Nothing other than the lines from the one containing "work: provide the" through the close of the entries below should be printed, each exactly.
'''
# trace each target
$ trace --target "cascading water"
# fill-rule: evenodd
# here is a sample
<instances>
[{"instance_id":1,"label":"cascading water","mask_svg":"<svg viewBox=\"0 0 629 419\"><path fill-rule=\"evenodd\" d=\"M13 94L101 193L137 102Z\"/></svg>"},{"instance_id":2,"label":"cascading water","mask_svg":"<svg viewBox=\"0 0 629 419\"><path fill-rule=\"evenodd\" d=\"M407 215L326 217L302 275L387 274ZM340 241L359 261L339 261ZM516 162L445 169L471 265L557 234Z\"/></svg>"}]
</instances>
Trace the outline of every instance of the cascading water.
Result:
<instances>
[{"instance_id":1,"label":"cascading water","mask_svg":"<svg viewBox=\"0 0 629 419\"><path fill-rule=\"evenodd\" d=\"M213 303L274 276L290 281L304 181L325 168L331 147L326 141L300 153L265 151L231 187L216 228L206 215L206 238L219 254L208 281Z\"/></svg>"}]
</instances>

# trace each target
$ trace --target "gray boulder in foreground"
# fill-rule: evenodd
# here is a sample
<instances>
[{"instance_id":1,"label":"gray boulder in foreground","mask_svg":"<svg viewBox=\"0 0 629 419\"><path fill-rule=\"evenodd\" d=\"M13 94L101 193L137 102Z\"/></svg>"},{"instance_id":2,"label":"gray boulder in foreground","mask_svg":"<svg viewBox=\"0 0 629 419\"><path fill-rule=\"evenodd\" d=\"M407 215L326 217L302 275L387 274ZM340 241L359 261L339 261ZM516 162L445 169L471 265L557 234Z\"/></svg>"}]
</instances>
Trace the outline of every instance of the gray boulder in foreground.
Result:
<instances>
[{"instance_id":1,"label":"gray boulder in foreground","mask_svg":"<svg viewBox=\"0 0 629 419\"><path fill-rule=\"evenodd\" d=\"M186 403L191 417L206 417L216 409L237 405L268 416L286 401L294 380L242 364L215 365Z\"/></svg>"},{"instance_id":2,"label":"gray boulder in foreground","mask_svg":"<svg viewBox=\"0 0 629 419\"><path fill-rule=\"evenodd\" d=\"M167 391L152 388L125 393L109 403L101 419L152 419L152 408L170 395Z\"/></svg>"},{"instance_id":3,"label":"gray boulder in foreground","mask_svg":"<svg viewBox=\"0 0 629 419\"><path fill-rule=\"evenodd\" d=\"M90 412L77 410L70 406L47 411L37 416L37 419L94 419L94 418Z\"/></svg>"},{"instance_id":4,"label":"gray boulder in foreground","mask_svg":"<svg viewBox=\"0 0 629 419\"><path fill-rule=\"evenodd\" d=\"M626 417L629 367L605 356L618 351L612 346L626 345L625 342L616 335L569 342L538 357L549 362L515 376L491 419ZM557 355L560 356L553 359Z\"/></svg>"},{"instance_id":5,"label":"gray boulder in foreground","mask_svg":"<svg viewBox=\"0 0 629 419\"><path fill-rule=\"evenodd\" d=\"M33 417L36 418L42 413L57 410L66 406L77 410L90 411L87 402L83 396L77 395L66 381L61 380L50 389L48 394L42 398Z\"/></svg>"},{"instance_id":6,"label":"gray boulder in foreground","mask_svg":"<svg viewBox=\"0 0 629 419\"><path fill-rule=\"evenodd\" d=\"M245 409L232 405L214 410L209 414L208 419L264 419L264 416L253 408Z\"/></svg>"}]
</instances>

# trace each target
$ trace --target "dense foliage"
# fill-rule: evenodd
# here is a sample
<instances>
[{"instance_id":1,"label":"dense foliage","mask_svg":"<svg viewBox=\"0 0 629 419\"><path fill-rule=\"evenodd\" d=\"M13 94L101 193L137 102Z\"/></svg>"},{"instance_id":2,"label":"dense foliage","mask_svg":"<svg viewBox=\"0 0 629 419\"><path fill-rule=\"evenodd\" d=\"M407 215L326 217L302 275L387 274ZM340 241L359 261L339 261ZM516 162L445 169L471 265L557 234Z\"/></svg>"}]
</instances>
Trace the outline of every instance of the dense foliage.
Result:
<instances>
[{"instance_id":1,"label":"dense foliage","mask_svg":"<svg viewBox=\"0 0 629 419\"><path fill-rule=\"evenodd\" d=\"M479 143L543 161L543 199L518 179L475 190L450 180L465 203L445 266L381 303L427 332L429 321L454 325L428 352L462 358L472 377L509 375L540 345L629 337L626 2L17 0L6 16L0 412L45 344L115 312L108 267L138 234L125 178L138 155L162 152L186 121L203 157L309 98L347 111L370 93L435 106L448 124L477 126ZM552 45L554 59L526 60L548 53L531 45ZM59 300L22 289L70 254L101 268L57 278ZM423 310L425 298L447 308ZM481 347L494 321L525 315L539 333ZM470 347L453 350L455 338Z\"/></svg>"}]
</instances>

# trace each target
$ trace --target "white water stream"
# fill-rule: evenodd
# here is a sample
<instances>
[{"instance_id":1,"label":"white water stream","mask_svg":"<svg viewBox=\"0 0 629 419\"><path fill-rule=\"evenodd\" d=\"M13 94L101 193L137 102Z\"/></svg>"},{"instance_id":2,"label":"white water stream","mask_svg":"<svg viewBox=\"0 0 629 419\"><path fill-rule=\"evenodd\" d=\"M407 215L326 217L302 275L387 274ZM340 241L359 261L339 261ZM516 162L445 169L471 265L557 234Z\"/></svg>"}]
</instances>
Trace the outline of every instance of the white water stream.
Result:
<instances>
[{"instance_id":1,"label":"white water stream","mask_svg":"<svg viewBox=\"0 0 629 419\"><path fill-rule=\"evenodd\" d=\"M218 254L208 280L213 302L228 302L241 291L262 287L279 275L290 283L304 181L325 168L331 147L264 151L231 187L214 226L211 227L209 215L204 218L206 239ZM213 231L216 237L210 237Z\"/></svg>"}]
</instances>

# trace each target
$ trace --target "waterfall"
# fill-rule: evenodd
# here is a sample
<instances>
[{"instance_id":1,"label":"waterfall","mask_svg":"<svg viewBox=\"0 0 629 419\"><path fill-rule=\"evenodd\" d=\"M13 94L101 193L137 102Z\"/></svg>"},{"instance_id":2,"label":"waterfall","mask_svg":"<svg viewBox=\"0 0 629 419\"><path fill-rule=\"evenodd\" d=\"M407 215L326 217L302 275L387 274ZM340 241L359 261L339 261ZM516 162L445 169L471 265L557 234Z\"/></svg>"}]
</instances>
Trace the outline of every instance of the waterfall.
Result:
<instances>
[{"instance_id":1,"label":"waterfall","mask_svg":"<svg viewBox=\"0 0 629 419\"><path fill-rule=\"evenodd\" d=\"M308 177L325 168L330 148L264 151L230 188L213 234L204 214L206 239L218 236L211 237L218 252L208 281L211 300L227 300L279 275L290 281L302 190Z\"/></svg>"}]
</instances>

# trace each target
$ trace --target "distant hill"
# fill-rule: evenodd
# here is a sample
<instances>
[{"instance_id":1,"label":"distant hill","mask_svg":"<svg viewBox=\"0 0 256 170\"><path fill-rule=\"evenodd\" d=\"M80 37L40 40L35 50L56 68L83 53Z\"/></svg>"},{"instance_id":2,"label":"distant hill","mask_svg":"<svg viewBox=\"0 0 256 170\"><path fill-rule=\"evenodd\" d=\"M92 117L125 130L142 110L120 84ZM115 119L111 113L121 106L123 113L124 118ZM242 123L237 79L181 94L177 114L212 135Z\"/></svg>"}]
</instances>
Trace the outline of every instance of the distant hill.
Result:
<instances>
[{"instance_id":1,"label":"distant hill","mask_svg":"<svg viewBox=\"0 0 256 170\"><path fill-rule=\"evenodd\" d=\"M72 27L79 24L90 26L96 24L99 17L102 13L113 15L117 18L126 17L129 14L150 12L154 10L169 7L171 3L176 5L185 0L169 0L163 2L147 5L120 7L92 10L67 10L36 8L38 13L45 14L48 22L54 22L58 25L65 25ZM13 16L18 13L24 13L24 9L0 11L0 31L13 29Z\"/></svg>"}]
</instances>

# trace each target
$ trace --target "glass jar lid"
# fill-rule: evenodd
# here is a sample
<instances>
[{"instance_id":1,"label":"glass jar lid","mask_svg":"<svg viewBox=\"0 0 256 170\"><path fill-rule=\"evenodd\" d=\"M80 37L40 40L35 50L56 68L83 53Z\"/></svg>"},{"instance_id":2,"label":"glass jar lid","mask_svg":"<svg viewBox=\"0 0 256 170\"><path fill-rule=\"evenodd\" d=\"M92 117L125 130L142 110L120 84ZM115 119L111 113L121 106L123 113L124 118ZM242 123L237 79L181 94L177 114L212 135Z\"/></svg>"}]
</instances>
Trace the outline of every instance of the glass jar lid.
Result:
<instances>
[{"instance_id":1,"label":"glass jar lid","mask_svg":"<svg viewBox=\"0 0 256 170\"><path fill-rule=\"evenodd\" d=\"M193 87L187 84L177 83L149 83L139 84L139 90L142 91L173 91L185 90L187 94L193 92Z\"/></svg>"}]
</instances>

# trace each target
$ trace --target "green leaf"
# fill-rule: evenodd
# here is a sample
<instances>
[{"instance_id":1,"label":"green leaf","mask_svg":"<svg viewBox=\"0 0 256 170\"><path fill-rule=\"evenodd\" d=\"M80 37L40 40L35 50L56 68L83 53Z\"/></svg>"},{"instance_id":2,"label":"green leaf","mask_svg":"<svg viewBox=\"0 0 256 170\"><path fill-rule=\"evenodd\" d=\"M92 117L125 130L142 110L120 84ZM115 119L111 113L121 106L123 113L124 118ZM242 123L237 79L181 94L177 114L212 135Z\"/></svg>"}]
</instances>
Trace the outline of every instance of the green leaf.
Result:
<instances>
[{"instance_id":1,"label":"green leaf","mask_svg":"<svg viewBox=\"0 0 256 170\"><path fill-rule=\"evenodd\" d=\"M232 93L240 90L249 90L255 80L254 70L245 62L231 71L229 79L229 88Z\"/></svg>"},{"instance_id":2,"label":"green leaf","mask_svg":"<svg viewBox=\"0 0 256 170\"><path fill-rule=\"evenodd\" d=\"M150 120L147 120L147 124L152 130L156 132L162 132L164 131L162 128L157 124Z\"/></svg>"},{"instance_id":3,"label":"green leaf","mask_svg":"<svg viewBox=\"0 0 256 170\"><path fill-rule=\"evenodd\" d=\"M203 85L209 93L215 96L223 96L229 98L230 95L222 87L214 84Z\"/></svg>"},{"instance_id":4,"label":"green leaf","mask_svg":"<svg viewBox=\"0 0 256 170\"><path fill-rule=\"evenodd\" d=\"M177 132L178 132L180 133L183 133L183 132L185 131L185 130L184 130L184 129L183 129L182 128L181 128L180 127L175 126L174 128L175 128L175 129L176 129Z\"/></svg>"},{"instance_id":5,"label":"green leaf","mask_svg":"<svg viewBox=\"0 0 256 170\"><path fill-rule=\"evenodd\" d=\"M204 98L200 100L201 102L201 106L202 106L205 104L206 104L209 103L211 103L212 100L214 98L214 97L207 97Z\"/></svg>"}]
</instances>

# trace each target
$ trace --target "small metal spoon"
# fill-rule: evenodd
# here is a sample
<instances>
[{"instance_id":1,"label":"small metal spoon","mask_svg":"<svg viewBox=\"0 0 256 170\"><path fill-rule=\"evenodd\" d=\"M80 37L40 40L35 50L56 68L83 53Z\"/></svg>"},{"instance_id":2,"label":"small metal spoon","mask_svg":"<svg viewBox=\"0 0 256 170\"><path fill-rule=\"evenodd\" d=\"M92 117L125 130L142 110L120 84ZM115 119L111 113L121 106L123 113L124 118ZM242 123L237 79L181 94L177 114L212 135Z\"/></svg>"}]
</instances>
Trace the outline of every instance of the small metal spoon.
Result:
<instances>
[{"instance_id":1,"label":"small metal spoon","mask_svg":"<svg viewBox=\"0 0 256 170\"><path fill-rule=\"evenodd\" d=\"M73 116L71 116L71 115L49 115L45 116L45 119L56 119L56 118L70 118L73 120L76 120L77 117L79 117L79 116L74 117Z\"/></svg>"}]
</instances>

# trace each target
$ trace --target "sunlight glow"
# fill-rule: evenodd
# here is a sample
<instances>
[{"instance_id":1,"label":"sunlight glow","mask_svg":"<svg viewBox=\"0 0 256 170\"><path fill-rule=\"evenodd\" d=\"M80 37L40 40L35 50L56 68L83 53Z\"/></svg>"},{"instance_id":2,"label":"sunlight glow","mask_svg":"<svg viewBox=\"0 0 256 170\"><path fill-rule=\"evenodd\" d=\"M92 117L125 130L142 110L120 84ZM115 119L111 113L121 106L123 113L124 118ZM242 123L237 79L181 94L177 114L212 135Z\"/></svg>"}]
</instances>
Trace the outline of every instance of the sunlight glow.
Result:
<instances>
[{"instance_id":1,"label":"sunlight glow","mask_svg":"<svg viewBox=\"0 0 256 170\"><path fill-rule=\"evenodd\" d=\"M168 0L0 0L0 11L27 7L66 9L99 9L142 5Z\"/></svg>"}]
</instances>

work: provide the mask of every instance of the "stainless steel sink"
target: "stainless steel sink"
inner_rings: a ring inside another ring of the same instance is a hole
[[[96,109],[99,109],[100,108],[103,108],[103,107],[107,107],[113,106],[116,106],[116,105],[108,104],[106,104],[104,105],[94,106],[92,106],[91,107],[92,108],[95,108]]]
'''
◆ Correct result
work: provide the mask of every instance of the "stainless steel sink"
target: "stainless steel sink"
inner_rings: a ring inside another ring of the same instance is a hole
[[[96,109],[99,109],[100,108],[103,108],[103,107],[107,107],[113,106],[116,106],[116,105],[108,104],[106,104],[104,105],[94,106],[92,106],[91,107],[92,108],[95,108]]]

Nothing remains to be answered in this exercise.